━━━ Stored data ━━━
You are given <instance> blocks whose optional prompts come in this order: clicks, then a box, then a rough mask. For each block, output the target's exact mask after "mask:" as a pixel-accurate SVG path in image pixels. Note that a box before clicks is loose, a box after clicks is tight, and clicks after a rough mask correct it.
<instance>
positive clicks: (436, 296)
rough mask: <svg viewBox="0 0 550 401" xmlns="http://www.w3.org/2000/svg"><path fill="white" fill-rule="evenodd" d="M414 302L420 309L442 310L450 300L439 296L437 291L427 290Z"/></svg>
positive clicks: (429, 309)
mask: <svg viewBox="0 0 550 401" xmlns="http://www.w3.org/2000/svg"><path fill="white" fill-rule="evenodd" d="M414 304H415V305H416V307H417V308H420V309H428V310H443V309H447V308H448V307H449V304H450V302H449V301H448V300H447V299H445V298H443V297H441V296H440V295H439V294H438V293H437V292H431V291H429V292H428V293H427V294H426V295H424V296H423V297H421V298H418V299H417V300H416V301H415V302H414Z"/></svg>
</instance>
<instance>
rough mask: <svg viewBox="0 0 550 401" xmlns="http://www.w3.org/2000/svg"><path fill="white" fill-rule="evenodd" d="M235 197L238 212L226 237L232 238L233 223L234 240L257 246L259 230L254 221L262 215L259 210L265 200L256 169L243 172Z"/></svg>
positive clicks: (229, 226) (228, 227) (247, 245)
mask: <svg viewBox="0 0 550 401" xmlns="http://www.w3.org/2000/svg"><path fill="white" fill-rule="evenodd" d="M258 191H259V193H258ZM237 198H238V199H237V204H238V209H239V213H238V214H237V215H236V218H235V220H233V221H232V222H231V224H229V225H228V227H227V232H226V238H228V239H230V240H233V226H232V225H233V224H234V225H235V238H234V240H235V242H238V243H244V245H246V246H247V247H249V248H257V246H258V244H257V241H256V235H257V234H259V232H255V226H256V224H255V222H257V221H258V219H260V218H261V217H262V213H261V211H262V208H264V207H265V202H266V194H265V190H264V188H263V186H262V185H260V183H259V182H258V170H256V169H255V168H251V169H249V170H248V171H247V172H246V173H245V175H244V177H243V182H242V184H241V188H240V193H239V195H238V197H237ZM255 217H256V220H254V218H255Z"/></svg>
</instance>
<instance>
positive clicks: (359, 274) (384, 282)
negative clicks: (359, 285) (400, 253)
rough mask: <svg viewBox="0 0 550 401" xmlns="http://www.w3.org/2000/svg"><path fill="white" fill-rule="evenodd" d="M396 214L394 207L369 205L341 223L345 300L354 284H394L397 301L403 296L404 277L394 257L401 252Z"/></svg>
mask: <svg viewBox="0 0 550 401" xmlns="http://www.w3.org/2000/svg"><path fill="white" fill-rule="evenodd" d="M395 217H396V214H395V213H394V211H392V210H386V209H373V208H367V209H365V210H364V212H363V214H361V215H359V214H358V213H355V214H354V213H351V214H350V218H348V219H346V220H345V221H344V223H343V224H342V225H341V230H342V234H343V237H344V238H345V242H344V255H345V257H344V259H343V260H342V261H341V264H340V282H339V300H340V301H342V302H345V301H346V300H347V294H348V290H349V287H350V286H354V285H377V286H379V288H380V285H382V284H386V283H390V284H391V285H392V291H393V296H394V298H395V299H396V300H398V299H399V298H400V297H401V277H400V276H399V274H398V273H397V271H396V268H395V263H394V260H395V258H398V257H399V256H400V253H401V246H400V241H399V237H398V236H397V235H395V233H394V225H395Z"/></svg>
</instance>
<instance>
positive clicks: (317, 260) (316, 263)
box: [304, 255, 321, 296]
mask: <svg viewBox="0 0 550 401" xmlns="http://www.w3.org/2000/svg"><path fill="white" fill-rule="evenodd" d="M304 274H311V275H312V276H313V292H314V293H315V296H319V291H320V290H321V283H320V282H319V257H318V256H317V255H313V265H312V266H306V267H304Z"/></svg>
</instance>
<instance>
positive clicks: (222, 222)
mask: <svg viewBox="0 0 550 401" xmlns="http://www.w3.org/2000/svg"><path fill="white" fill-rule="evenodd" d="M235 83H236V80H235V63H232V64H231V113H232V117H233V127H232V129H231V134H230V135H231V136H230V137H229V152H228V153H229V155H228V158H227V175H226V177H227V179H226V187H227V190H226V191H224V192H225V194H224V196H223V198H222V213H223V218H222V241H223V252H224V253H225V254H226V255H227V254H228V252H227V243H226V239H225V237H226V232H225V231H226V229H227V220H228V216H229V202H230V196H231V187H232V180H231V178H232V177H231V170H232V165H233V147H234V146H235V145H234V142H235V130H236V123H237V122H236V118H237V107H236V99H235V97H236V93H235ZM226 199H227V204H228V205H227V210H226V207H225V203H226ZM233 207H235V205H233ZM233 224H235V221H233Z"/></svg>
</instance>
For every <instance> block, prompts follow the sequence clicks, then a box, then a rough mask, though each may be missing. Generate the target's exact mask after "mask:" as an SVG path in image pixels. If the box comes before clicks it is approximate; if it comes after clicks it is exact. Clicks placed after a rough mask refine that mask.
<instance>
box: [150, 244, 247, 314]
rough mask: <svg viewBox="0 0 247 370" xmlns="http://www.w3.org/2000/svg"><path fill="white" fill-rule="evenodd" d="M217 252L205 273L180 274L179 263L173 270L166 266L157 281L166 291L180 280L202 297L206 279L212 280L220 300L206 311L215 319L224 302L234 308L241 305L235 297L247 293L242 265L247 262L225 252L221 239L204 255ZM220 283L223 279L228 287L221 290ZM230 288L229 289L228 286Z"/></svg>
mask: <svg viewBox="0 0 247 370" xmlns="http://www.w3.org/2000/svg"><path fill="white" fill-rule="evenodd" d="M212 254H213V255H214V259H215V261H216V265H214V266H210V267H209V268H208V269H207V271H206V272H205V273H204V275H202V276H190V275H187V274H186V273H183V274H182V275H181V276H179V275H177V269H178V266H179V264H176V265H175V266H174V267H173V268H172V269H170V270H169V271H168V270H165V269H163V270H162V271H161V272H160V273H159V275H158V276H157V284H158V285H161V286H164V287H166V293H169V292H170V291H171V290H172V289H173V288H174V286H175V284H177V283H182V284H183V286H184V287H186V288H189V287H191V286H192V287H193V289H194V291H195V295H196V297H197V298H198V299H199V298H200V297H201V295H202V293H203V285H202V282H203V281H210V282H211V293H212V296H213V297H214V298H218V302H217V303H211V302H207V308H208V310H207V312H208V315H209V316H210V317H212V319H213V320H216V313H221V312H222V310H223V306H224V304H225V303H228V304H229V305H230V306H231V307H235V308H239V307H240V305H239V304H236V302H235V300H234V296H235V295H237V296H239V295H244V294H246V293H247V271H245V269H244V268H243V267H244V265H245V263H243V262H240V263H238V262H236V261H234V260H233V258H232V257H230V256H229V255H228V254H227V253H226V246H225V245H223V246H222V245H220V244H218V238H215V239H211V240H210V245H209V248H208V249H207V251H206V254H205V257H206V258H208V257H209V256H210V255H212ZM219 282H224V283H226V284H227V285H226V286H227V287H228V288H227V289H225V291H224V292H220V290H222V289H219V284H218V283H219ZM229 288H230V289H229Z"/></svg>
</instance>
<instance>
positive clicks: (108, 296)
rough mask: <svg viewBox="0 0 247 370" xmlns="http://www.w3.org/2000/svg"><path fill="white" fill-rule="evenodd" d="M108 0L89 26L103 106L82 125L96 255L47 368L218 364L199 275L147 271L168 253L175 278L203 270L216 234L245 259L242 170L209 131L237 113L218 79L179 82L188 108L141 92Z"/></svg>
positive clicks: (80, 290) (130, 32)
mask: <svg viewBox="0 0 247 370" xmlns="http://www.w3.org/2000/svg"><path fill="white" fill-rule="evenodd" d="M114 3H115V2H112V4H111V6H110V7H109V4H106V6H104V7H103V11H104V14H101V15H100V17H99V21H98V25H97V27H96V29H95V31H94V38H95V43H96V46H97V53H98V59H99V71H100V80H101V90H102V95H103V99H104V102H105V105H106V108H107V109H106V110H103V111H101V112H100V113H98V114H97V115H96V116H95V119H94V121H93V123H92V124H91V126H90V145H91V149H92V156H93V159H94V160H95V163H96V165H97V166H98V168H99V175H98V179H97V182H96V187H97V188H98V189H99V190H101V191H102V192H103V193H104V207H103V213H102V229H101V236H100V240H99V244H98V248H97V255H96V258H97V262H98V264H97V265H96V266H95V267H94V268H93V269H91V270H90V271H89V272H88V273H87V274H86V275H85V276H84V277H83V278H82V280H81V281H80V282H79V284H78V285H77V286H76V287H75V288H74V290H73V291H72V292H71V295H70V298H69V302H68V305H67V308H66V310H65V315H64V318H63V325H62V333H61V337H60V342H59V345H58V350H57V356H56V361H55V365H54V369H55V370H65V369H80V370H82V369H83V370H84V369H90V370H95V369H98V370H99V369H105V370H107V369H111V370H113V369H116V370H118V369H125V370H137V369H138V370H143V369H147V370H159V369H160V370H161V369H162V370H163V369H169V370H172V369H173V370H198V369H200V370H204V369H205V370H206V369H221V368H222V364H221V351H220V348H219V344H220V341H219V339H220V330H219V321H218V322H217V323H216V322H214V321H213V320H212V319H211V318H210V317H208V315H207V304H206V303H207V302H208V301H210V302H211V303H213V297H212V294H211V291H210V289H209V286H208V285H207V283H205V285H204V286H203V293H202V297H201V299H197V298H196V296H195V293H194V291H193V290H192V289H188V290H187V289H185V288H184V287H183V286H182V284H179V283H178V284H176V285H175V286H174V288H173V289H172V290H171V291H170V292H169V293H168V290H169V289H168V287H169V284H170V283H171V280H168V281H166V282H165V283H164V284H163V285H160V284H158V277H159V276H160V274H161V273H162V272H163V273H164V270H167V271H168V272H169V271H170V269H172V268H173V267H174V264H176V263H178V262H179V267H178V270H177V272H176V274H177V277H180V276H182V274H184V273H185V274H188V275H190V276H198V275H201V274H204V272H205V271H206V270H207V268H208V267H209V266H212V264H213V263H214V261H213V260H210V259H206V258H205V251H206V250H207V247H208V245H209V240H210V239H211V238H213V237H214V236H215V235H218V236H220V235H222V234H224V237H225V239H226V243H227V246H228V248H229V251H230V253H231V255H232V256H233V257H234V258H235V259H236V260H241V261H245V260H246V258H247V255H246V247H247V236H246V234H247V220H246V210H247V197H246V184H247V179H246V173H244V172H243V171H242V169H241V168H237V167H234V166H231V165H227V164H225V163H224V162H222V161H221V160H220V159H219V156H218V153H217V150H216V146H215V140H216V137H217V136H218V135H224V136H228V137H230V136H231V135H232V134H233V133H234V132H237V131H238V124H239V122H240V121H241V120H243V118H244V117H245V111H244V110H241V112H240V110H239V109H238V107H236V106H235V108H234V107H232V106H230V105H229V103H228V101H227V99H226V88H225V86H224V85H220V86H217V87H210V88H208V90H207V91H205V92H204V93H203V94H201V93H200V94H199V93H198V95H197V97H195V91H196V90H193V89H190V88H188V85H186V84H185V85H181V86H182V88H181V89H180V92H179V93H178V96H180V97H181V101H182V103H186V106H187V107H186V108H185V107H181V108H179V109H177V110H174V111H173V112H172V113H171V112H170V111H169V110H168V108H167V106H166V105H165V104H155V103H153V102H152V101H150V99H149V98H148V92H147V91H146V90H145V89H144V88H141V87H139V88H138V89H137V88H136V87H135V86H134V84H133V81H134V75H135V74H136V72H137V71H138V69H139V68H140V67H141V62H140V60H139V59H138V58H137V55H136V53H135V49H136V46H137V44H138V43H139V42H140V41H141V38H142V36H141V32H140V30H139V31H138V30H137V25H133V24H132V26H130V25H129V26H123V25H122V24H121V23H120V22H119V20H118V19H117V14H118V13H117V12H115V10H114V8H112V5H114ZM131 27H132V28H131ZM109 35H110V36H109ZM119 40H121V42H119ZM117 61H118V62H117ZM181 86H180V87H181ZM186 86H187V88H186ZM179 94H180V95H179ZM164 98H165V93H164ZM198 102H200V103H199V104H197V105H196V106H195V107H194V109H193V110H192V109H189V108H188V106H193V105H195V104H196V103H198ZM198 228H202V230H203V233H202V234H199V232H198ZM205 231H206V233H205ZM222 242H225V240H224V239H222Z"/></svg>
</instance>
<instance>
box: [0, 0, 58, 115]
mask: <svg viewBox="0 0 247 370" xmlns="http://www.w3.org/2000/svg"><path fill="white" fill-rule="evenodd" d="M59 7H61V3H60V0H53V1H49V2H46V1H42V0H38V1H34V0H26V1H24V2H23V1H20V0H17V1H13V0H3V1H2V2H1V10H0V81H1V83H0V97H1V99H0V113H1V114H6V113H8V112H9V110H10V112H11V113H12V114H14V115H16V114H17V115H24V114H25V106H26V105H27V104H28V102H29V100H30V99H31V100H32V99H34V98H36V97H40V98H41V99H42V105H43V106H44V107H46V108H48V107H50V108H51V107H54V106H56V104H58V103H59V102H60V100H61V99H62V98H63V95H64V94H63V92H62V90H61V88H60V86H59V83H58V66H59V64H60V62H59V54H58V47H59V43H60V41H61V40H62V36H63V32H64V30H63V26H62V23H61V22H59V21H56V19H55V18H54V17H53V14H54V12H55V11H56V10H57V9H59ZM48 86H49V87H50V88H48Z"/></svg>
━━━
In the data above, find the line that contains "positive clicks: (359, 274) (384, 282)" and the line that contains "negative clicks: (359, 285) (400, 253)". Repeat exactly those lines and every line between them, and only those.

[Written solution]:
positive clicks: (359, 274) (384, 282)
negative clicks: (359, 285) (400, 253)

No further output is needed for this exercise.